-------- RECORD EXCERPTS

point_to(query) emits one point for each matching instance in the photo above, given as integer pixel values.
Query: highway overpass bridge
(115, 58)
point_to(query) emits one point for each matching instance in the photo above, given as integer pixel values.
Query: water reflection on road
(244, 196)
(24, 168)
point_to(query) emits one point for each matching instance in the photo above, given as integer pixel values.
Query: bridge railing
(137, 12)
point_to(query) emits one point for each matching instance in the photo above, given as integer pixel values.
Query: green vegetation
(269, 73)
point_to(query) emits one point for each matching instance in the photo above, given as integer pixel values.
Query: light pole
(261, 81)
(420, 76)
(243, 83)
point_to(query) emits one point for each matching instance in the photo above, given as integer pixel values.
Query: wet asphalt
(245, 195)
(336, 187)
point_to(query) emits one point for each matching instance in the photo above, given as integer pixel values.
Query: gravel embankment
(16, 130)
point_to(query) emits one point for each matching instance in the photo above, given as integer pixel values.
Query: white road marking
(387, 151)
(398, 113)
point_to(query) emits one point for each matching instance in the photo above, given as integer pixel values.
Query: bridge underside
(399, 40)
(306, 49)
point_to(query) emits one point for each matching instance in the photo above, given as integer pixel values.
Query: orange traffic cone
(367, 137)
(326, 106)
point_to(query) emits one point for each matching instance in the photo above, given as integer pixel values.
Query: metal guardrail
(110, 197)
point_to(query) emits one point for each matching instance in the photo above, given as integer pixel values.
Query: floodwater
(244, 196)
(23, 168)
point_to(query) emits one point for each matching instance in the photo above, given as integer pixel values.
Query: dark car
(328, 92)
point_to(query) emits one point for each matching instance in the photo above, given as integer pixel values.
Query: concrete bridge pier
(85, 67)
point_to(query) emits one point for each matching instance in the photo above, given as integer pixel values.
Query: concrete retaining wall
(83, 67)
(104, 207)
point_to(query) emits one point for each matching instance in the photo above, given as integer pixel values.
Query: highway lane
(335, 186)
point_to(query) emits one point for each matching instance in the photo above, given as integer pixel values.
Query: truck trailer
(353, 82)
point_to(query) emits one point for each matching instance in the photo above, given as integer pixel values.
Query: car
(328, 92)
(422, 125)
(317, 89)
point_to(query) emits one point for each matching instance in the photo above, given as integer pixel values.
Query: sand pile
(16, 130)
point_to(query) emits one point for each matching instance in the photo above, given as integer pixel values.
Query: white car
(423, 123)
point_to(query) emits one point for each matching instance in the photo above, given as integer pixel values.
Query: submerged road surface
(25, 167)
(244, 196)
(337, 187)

----------------

**WHAT IS NEEDED**: Exactly as they appear above, give the entries again.

**TASK SOLUTION**:
point_to(query) emits one point for each matching instance in the photo above, given as integer pixel values.
Query: highway overpass bridge
(115, 58)
point_to(query) emits one point for each matching instance in the photo above, given as integer pixel values.
Query: water reflection on road
(244, 196)
(24, 168)
point_to(query) emits one point for each matching instance in the photo above, given as integer pixel values.
Query: bridge railing
(137, 12)
point_to(query) emits one point for each matching instance in the photo above, given as integer pixel values.
Query: green vegetation
(269, 73)
point_to(query) emits one point for each matching instance in the photo above, given as integer pixel values.
Query: light pole
(261, 81)
(420, 76)
(243, 83)
point_to(query) emits one point for each matching instance in the photo above, given as integer pixel values.
Query: wet asphalt
(245, 195)
(336, 187)
point_to(query) emits one point for each matching instance in the photo above, given as integer pixel values.
Query: gravel embankment
(16, 130)
point_to(query) emits one point for each matching instance in the photo above, given as integer pixel values.
Query: white road marking
(387, 151)
(398, 113)
point_to(query) emits one point for each matching instance in the photo above, given as integer pixel values.
Query: bridge underside
(399, 40)
(306, 49)
point_to(query) emits one point for each matching instance in the photo above, given as integer pixel values.
Query: orange traffic cone
(367, 137)
(326, 106)
point_to(query) emits one point for each matching instance in the photo above, given as integer pixel values.
Query: metal guardrail
(110, 197)
point_to(query) emits one point for each matching instance in the photo above, given as integer pixel values.
Query: floodwater
(244, 196)
(23, 168)
point_to(query) emits one point for each matching instance in the photo above, given as integer pixel values.
Query: dark car
(328, 92)
point_to(query) emits one point for each matching instance in the photo above, given as integer pixel values.
Query: concrete bridge pier
(85, 67)
point_to(query) emits one point for each matching instance in the photo above, given as integer pixel values.
Query: concrete retaining wall
(83, 67)
(104, 207)
point_to(query) emits one point for each matching instance in the photo above, given as integer pixel values.
Query: highway lane
(335, 186)
point_to(query) emits one point for each matching instance in the photo above, given as integer pixel values.
Query: truck trailer
(353, 82)
point_to(query) emits one point for each matching instance in the photo above, given as integer pixel values.
Query: car
(328, 92)
(422, 125)
(317, 89)
point_to(query) emits one point for each matching instance in the photo above, given as integer pixel values.
Query: sand pile
(16, 130)
point_to(query) emits one point for each matching instance in the photo above, given as integer pixel values.
Query: white car
(423, 123)
point_to(query) emits one point for each matching instance in the photo above, given as integer pixel values.
Query: submerged road surface
(25, 167)
(244, 196)
(337, 187)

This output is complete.